(Dataset excerpt)
--- begin ---

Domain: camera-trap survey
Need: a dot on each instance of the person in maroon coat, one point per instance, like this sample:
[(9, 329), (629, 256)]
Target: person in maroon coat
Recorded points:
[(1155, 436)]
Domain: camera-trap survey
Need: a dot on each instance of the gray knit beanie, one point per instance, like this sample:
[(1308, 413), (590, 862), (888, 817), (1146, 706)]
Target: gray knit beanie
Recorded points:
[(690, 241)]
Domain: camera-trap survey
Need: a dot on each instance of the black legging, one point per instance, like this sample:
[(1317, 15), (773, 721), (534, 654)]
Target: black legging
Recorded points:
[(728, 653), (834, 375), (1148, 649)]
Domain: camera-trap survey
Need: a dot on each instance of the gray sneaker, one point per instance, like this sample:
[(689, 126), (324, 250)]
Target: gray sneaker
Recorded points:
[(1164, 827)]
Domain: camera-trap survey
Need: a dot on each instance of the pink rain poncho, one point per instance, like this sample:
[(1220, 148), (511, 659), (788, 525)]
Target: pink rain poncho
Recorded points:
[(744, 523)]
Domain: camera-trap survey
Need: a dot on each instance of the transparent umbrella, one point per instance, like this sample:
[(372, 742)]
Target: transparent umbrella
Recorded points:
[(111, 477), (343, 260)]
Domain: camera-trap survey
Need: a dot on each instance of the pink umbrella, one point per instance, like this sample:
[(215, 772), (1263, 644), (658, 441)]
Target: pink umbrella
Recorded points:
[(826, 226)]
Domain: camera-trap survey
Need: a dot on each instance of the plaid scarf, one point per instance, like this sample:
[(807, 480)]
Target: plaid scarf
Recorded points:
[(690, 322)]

--- end ---

[Problem description]:
Reproduce the listing from its start up to and including the line with "[(1155, 436)]". Raise each coordinate in the recorded points by 135, and leave every other line and number as it is.

[Solution to this problem]:
Domain: camera-trap survey
Need: a dot on each instance of the person in maroon coat, one point per instance, like this sample:
[(9, 329), (629, 256)]
Target: person in maroon coat
Recorded points:
[(1290, 571)]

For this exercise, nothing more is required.